**ASSIGNMENT**
The required answer is each line in the entries below where "column" occurs.

**DATA FOR ANALYSIS**
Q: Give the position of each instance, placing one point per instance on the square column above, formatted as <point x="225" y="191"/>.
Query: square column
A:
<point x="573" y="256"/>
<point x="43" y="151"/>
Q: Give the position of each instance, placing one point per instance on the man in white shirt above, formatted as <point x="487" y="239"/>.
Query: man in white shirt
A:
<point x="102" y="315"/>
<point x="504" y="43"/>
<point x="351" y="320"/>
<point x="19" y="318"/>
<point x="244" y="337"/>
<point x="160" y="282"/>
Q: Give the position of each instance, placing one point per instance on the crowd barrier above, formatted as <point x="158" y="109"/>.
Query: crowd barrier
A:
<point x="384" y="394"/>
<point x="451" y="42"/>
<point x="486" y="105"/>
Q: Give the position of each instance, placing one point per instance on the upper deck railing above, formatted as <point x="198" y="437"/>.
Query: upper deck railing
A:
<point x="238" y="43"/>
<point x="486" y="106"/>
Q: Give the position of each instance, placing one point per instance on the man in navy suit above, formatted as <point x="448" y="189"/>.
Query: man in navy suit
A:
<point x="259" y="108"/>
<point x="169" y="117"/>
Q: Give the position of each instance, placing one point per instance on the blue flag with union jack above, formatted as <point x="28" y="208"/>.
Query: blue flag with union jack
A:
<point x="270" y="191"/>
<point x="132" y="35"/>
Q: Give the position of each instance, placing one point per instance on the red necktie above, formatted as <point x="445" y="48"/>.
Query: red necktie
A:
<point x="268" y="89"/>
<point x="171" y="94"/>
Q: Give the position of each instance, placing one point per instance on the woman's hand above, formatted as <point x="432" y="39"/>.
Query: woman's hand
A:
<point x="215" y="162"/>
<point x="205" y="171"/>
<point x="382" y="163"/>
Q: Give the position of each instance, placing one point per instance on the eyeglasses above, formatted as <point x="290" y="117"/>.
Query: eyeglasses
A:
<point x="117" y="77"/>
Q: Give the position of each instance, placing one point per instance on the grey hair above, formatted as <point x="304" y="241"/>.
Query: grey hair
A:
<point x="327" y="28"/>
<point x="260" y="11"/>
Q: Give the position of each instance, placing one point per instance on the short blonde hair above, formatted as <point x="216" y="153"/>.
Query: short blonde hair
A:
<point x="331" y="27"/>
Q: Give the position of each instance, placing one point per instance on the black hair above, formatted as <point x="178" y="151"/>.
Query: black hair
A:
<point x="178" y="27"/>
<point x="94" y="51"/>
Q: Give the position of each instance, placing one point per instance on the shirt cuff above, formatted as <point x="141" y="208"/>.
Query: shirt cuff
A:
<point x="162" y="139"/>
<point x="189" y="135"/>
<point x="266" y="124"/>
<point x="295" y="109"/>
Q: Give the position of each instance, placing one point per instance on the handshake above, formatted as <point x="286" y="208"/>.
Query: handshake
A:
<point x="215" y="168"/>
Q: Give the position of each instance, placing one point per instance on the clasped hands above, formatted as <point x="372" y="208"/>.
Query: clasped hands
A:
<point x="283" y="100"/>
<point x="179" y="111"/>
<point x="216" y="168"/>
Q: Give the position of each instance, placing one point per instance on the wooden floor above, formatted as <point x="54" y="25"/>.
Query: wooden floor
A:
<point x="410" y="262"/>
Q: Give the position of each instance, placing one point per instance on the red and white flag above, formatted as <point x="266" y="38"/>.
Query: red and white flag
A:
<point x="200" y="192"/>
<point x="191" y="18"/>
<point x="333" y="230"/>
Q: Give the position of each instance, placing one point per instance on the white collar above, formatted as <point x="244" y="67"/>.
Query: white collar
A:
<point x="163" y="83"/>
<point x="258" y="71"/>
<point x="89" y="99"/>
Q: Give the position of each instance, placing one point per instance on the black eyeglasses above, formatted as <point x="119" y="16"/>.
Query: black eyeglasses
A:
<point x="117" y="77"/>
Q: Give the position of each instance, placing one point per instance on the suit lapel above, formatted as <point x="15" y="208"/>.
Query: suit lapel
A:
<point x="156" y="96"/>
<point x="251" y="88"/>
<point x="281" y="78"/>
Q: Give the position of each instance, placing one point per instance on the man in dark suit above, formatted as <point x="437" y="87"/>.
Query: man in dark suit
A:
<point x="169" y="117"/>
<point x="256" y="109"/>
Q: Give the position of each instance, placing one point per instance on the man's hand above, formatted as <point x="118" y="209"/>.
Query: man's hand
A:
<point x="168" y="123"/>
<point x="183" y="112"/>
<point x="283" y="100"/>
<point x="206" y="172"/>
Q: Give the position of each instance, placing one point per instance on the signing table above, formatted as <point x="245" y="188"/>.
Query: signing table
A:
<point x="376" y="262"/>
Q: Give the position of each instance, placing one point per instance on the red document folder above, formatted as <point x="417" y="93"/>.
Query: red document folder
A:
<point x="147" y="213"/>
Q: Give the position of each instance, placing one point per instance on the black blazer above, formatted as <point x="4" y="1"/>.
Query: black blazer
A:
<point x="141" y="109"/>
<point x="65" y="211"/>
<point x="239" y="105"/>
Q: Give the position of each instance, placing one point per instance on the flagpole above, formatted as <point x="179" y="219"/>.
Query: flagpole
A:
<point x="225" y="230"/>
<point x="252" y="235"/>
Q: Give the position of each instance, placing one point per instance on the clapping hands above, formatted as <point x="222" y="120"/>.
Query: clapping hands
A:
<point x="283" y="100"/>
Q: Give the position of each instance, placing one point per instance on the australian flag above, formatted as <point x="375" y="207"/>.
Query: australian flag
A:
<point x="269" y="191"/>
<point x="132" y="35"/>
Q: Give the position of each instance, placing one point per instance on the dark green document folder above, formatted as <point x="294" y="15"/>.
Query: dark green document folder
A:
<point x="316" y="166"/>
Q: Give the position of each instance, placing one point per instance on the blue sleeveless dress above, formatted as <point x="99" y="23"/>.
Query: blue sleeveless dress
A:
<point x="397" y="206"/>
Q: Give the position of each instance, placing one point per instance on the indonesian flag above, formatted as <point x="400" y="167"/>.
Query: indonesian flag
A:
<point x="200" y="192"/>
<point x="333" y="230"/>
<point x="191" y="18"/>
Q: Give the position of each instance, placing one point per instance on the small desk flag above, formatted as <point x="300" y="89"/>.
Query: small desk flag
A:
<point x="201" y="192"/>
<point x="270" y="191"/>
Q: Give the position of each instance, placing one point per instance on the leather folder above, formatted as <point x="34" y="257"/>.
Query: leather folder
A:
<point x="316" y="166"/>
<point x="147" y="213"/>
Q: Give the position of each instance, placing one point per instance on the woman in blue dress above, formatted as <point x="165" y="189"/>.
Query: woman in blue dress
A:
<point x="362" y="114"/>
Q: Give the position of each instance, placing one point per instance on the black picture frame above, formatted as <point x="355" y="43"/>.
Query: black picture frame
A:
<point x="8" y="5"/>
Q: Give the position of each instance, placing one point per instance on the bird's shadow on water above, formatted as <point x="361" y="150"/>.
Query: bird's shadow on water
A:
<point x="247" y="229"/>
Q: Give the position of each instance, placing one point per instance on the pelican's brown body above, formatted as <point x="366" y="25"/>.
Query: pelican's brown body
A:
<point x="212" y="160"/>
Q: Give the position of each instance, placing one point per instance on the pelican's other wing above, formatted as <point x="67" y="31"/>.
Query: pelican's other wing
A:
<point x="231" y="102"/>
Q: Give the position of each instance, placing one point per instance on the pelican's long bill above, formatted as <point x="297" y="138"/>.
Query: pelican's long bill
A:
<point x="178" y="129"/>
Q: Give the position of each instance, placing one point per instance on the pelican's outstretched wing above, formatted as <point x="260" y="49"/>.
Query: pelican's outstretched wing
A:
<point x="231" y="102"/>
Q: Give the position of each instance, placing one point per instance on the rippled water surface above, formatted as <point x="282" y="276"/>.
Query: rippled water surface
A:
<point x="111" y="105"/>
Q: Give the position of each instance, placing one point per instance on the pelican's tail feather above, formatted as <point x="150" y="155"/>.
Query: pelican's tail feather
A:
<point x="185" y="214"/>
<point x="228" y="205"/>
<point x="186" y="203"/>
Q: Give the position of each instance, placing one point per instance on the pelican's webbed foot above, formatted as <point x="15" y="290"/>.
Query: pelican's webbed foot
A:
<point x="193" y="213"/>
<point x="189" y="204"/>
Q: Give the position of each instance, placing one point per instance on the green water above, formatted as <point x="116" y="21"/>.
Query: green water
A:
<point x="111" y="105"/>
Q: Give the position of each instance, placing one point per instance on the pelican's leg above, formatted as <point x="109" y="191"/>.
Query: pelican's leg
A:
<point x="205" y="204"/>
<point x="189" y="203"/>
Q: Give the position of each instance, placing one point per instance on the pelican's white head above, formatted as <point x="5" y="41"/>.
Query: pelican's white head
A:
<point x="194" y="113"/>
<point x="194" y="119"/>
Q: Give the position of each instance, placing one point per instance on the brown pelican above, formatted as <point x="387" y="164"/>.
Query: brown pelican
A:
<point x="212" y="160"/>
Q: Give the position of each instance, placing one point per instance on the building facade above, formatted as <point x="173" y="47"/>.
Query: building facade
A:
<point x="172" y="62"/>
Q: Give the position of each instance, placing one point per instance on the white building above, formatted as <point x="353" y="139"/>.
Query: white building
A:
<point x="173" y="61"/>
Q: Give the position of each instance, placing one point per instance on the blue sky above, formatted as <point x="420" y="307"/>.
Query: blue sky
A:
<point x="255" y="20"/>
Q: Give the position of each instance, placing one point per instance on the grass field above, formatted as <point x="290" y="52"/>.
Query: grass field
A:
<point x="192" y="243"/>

**RESULT BELOW**
Q: Give the position of each instance, placing one point per instance on the square column above, formatted as <point x="225" y="191"/>.
Query: square column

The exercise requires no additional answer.